● **TASK A**: Copy the car audio forum post word for word, everything from "Anyway, enough rambling, I" down to "thing happen already.".
● **TASK B**: Pick up the car audio forum post after its last sentence and keep writing it.

● **EXTRACTED TEXT**:
I have provisions for 16 speakers in stock locations in my cayenne and there are probably BMW and Mercedes models that can beat that. My setup is simple to yours except its a single 3 inch driver for the center and in the rear D pillars, if I upgrade those to G25s or G40s and and G10s to them that would be 19 right there. I'm sure I can find uses for the remaining 6 channels. Is it a small market? Yes, but so are buyers for Ferrari, Bugatti, Lamborghini as the like. I've been waiting for years for someone to build a product like this and would be one of the first to get it. Before reading this thread I was contemplating how to link two of the current market 8 channel DSPs to get 16 active channels that were probably get links to 2 JL Audio XD800/8v2s. 

For those who are saying there are two many channels or not enough power per channel, this product is obviously not for you and you shouldn't be making comments in this thread. I mean, more car manufacturers are starting to put more speakers into there larger or more premium vehicle because they realize in this new "Digital Age" people like to have everything everywhere, and they also want more of it. 

Anyway, enough rambling, I support this product just as is, $2k to $6k, Ok.
What's the average price for an 8 channel DSP? Around $500? This thing has 3 times the potential so call it $1500 for the processor section. JLs current 8 channel amp costs around $700 for an authorized dealer but offers up a little more power per channel so call that another $1500 minimum. So as far as price go, I don't think that anyone who is seriously wants this product would mind paying north of $3k for an all in one solution that clears up a ton of space and consolidates have a dozen amps and wiring components. 

THIS THING NEEDS TO GO INTO PRODUCTION SOON SO I CAN START TEARING MY CAR APART - just bought my 4 GB60s for my doors today. Come on Andy, make this thing happen already.

● **Stored rows**:
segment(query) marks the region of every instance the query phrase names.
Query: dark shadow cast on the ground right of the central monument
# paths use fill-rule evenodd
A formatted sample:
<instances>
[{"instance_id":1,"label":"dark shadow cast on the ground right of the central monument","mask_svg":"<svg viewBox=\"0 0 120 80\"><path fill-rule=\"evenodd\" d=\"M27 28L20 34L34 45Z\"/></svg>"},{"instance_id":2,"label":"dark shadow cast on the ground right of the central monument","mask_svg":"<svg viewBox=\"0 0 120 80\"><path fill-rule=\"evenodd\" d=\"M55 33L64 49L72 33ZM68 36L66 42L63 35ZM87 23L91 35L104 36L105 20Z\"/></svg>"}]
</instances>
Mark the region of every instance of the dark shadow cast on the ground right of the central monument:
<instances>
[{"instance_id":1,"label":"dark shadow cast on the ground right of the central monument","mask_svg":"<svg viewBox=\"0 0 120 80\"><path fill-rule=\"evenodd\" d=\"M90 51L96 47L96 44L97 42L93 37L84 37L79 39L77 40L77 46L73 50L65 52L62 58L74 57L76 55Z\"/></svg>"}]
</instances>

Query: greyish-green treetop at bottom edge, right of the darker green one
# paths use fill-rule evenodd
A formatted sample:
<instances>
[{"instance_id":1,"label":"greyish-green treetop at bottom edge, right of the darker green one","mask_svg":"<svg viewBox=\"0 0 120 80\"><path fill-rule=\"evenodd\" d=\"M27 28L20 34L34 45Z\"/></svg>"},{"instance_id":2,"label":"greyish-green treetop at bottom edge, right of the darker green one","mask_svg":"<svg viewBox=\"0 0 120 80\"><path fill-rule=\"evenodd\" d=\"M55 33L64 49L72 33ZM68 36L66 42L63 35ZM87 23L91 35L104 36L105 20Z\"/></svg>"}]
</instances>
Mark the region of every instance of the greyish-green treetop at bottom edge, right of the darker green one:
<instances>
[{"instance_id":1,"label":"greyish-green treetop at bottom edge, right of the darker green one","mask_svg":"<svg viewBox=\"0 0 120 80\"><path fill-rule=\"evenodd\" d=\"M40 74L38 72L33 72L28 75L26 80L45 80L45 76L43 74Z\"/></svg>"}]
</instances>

● **TASK ANSWER A**:
Anyway, enough rambling, I support this product just as is, $2k to $6k, Ok.
What's the average price for an 8 channel DSP? Around $500? This thing has 3 times the potential so call it $1500 for the processor section. JLs current 8 channel amp costs around $700 for an authorized dealer but offers up a little more power per channel so call that another $1500 minimum. So as far as price go, I don't think that anyone who is seriously wants this product would mind paying north of $3k for an all in one solution that clears up a ton of space and consolidates have a dozen amps and wiring components. 

THIS THING NEEDS TO GO INTO PRODUCTION SOON SO I CAN START TEARING MY CAR APART - just bought my 4 GB60s for my doors today. Come on Andy, make this thing happen already.

● **TASK ANSWER B**:
----------



## Victor_inox (Apr 27, 2012)

So put all eggs in one basket? One section goes out and you have few grand worth brick?

Sent from my SAMSUNG-SM-G925A using Tapatalk


----------



## rton20s (Feb 14, 2011)




----------



## Fyalinks (Mar 6, 2016)

Victor_inox said:


> So put all eggs in one basket? One section goes out and you have few grand worth brick?
> 
> Sent from my SAMSUNG-SM-G925A using Tapatalk


This is not like investing all of your money in one stock Sir. Having one central device that controls all amplification and processing allows a single source for troubleshooting. Going by your logic, you should have multiple head units/radios in your car just in case one crashes. But there is nothing wrong with that, that's why there are multiple colors, cars brands, and general variety; its because everyone likes difference things and has their own preferences, thus, there is no wrong way to eat a reese's, car audio is not different; one amp, multiple amp, who cares? As long as we have the ability to choose the one prefer and are able to achieve our desired sound with that preference. Me, I prefer to live a life of simplicity and I like my music gear to be the same way.


----------



## Elgrosso (Jun 15, 2013)

I'd take a 1650 around 2k, or even any "8-00" daisy chain-able.
Something modular would be pretty cool, w/ or w/o amps, stackable to cover most use cases while staying accessible.
It also depends a lot of the soft, and UI, but I'm confident!


----------



## Victor_inox (Apr 27, 2012)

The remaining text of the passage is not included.